Reading passage:
┏━━
12. Issue 5. The transaction was not within the scope and purpose for which the firm was carried on. That is these particular transactions were not. The firm might have made hundis for the purpose of their business, but these hundis were not for that purpose.
13. Issue 6. This issue is now admittedly immaterial but I find on the evidence that it is not proved that the note was without consideration, and was obtained by false representations. Undoubtedly the consideration was very inadequate, nothing more than a mere promise, and Narotamdas was misled by the specious misrepresentations of Ghelabhai; but I do not believe on the evidence, that he was misled to the extent of believing that he would incur no responsibility.
14. Issues 7 and 8 are found for the plaintiff as already stated.
15. Issues 9 and 10, I find in favour of the plaintiff. It is true that before Suit 60 was filed the second note had fallen due and had been dishonoured; but before that event happened, instructions had been given to file the suit on the note which had previously fallen due and been dishonoured. In matters of this kind promptness is of real importance, and it is not reasonable to deprive the plaintiff of certain costs because he did not stay his hand in the matter of the first suit in order that the second might be amalgamated with it before any suit was filed.
┗━━
Entries shown:
┏━━
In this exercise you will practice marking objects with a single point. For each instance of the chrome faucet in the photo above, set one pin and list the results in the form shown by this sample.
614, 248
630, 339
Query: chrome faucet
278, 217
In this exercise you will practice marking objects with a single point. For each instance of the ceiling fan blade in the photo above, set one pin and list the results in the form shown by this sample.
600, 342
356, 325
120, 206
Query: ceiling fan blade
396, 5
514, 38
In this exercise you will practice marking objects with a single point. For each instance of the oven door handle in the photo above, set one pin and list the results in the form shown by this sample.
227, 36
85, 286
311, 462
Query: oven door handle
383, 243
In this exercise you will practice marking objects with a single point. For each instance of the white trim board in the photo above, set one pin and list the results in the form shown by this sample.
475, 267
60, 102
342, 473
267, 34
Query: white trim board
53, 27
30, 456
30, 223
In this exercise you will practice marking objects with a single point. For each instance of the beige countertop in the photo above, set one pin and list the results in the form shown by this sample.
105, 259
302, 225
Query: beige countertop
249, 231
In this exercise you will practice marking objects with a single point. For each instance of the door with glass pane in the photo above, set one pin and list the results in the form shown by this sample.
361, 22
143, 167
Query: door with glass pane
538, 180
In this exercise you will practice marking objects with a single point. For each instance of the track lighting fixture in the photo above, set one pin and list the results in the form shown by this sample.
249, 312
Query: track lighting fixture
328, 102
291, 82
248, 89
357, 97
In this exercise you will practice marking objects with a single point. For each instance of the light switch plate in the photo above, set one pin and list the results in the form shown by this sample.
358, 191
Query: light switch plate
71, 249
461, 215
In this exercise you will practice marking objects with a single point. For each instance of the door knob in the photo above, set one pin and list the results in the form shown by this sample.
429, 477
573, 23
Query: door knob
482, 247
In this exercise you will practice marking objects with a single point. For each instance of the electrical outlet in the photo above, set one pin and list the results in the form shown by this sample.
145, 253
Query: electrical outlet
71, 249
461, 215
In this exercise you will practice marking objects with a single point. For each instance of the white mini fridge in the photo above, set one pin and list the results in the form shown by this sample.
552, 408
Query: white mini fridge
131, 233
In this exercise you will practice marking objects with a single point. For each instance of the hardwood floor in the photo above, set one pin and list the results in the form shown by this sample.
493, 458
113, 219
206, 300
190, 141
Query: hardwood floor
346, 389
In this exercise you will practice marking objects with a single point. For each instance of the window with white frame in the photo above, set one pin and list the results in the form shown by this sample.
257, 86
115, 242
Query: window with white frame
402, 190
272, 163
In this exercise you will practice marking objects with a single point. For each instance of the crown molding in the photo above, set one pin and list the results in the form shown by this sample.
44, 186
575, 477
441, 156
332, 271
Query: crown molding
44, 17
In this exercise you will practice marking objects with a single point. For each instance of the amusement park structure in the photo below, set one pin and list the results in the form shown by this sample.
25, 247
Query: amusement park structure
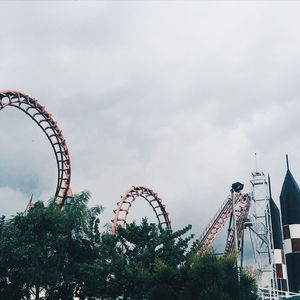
┗━━
┏━━
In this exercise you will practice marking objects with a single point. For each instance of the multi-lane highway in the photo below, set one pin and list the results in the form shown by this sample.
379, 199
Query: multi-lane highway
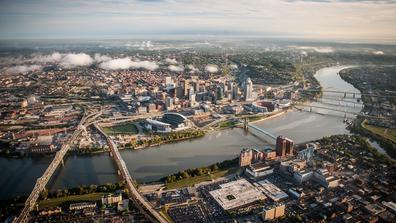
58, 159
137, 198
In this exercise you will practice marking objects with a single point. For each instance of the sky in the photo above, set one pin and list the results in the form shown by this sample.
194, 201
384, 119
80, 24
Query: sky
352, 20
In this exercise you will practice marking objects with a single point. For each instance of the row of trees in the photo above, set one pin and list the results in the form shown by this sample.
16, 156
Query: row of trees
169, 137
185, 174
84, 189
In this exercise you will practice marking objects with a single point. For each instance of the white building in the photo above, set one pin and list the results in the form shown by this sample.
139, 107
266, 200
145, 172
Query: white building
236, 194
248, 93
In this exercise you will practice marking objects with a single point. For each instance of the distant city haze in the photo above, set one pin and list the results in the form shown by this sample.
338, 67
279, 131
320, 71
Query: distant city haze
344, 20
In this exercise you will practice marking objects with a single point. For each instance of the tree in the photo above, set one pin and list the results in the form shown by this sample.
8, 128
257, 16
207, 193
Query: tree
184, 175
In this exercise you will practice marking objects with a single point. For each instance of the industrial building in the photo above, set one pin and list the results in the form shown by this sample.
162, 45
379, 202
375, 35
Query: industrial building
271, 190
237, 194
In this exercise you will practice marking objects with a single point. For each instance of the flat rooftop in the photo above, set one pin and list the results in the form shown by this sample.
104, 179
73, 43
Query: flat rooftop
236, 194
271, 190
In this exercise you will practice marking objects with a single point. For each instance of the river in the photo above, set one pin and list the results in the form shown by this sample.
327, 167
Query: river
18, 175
┗━━
┏━━
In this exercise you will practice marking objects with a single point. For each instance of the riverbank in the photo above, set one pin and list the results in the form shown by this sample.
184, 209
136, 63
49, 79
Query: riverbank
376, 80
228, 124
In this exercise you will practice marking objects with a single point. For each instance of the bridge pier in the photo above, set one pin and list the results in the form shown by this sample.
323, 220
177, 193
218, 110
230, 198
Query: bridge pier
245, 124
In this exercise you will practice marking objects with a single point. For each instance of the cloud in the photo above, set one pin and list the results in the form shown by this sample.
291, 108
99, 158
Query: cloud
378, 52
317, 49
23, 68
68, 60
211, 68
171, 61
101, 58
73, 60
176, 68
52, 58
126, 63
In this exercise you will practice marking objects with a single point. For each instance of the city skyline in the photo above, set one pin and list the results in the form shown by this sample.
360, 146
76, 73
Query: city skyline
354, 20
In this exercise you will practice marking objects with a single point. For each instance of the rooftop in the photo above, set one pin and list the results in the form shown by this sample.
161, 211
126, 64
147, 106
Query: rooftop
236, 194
┗━━
Instructions:
1) Print the passage from the court's findings on the numbered issues, starting with "15. Issues 9" and going on through "suit was filed.".
2) Give what follows the last sentence of the court's findings on the numbered issues, carrying the passage forward from there.

Results of the exercise:
1)
15. Issues 9 and 10, I find in favour of the plaintiff. It is true that before Suit 60 was filed the second note had fallen due and had been dishonoured; but before that event happened, instructions had been given to file the suit on the note which had previously fallen due and been dishonoured. In matters of this kind promptness is of real importance, and it is not reasonable to deprive the plaintiff of certain costs because he did not stay his hand in the matter of the first suit in order that the second might be amalgamated with it before any suit was filed.

2)
16. Issue 11. This needs no remark.
17. Issue 12. This is purely technical. It is said that the suit will not lie under Rule 365 because more than one partner is not alleged or disclosed by the plaint, and will not lie under Rule 375 because it is not a suit against one person. It seems to me that both propositions may safely be allowed without disturbing the plaintiffs’ rights. These two rules do not exhaust the possible cases. This case is one of a simplicity which does not require to be provided for by a special rule. It is a suit on a promissory note against the maker of the note
18. There will be a decree as prayed for against all the defendants with all costs.
19. Decree to be against the firm of Raghunathji Tarachand and against defendant of the second party as the representatives of Hirabhai Ghelabhai to the extent of the funds of Hirabhai Ghelabhai which have come to then hands.